Work to complete: Please return every line of the items below that contains the word "concrete", copied in full.

The input:
* * *
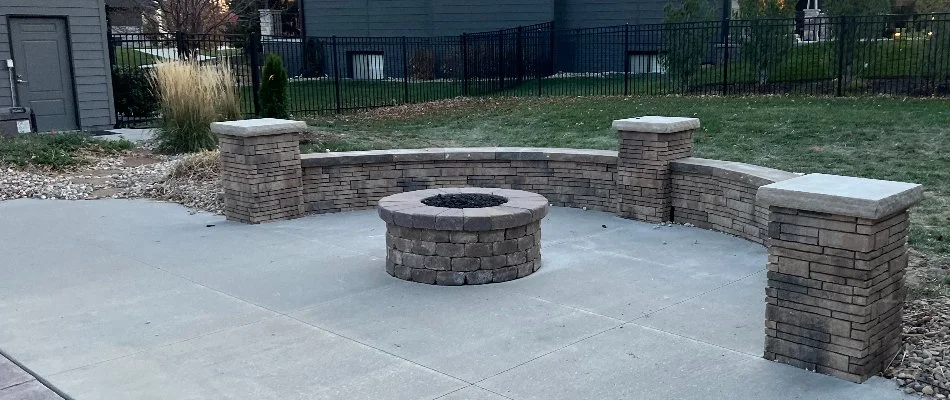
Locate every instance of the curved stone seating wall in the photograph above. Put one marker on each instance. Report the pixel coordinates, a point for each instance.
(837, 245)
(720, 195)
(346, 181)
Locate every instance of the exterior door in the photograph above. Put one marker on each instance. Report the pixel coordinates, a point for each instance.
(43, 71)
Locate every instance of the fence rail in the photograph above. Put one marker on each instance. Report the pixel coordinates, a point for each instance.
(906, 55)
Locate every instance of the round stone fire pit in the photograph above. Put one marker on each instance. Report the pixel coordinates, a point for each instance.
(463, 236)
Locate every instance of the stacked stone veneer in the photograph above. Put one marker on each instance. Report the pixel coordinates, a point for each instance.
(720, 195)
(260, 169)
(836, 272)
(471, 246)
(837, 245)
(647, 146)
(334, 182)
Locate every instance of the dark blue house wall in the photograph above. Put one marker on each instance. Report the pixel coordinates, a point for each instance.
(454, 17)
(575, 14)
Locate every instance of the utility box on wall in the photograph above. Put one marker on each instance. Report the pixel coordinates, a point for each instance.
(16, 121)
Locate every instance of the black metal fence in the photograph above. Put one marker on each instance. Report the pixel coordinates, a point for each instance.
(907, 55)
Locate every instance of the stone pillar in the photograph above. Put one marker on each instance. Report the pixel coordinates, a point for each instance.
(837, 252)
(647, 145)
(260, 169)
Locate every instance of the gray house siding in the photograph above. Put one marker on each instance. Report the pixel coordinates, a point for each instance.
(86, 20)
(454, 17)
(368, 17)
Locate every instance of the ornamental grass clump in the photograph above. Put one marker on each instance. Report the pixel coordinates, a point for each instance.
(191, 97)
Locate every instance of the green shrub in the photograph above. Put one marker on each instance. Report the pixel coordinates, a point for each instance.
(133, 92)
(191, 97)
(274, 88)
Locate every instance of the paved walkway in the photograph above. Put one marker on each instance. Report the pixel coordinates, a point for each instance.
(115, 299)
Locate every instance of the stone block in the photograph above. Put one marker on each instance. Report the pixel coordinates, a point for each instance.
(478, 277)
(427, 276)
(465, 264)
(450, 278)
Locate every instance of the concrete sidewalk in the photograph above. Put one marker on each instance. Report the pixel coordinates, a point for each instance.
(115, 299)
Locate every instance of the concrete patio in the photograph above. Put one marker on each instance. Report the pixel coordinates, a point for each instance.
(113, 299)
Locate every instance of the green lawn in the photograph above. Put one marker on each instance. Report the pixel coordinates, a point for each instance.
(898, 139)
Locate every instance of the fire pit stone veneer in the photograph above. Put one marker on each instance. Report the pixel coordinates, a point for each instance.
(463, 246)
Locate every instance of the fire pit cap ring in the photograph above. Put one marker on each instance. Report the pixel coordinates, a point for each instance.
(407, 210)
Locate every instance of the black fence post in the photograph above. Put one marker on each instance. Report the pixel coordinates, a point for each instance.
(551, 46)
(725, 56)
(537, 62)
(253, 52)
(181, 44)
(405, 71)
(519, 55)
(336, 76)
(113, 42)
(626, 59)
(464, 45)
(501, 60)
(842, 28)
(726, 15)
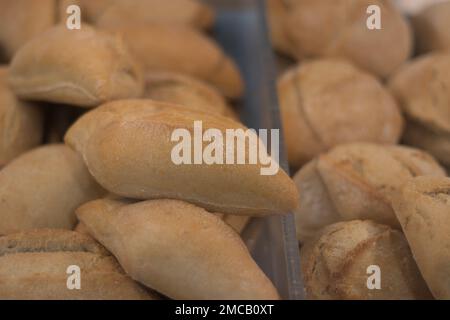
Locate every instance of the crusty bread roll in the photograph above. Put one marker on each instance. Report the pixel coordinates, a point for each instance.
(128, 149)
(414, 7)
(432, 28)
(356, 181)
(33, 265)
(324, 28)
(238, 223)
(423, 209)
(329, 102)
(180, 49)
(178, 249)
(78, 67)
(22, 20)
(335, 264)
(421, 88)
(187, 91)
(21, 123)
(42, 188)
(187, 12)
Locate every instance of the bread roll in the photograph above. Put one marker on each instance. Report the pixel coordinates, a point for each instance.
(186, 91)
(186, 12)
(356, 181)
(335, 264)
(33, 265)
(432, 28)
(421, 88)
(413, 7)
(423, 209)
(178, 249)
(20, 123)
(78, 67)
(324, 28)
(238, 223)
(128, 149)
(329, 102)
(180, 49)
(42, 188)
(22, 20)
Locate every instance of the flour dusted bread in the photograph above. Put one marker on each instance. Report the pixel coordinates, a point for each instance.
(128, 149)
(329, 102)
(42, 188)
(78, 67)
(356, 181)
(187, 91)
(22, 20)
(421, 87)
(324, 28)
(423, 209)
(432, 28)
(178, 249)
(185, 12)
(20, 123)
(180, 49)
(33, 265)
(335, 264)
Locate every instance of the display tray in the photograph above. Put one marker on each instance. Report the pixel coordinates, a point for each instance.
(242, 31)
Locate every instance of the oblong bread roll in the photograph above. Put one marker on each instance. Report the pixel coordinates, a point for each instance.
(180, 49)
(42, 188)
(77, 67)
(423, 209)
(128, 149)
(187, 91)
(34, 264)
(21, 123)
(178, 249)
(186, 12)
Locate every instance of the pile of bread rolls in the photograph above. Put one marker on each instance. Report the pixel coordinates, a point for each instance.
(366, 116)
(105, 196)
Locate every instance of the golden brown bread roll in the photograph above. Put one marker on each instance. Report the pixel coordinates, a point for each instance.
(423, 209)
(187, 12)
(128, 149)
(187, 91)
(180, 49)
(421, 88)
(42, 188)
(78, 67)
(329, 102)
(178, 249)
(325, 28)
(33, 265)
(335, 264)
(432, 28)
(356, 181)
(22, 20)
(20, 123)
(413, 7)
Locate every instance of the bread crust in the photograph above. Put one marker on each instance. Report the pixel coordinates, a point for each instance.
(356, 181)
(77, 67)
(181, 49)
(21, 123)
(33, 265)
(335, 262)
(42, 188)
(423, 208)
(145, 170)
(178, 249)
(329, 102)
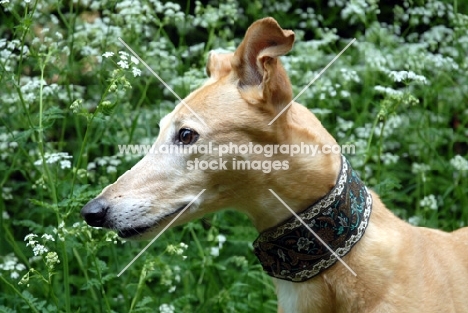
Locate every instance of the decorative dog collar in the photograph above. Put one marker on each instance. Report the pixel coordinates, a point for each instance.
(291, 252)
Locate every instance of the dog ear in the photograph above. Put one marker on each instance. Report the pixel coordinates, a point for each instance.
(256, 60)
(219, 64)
* * *
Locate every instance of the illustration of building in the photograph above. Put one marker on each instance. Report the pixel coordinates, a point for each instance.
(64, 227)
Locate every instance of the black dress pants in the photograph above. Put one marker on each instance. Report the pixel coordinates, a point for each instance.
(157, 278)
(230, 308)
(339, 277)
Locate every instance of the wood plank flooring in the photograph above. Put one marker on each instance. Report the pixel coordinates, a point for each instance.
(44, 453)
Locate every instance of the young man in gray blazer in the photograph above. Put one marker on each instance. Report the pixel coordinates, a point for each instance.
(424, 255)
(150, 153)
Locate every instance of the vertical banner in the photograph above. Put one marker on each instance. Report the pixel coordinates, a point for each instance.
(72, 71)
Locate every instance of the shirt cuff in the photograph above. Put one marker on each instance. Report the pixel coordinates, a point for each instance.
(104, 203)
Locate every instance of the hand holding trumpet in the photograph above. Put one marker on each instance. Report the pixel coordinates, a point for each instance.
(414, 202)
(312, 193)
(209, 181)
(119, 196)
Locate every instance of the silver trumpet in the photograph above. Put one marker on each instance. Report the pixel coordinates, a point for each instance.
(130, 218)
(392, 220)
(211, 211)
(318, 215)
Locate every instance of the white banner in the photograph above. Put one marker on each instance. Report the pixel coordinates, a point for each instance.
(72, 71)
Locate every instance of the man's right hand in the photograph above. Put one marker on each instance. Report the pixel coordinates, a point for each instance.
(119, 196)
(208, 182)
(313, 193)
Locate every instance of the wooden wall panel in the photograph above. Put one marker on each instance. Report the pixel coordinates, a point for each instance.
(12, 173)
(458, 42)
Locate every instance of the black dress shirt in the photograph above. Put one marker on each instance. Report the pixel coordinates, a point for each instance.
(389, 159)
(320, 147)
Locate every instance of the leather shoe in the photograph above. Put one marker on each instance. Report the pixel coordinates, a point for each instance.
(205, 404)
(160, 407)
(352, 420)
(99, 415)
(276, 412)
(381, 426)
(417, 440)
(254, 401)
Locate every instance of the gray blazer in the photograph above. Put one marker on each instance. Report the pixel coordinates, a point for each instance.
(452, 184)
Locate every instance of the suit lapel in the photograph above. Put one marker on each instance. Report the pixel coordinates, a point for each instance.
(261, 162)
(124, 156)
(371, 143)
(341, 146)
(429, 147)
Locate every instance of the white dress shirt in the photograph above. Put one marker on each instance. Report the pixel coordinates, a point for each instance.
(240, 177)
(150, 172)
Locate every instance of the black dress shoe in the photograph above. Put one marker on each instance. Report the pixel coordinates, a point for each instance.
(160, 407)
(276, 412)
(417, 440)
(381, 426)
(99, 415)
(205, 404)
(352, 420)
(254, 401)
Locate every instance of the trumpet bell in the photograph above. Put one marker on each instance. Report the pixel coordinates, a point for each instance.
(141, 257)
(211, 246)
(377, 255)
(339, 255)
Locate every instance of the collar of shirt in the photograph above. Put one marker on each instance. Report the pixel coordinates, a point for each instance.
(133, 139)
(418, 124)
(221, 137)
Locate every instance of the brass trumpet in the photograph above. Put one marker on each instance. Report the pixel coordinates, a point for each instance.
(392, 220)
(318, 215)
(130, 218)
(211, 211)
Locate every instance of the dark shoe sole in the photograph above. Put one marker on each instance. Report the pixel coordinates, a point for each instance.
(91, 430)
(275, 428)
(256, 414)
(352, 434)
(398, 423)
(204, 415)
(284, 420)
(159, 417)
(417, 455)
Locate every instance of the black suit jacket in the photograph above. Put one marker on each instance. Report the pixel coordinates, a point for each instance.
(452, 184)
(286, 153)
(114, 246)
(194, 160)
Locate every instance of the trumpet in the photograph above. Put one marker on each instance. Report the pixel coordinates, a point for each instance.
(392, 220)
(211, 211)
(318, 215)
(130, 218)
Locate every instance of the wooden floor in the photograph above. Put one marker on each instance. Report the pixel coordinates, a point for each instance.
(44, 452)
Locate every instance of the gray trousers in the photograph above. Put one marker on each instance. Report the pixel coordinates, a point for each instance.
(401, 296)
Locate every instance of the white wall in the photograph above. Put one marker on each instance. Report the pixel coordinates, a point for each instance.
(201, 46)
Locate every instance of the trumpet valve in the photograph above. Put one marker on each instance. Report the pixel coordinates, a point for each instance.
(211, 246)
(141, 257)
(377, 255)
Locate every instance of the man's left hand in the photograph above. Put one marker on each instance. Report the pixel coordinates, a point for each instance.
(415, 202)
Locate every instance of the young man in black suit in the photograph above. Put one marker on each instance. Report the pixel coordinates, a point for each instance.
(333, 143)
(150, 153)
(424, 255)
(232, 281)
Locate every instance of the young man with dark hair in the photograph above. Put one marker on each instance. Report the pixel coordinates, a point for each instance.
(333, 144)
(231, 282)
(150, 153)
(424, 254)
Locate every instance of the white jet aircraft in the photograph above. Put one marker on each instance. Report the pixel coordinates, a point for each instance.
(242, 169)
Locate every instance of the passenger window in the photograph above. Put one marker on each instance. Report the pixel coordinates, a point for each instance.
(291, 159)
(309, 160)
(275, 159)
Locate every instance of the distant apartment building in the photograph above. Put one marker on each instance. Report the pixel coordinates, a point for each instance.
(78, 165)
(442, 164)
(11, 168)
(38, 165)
* * *
Full solution:
Locate every instance of the concrete sidewalk in the photograph above. Put one marker on each instance. Report the pixel coordinates, a point for each instance.
Locate every instance of the concrete patio in the photograph above. Put one marker on each instance. Report the pixel coordinates, a point for each instance.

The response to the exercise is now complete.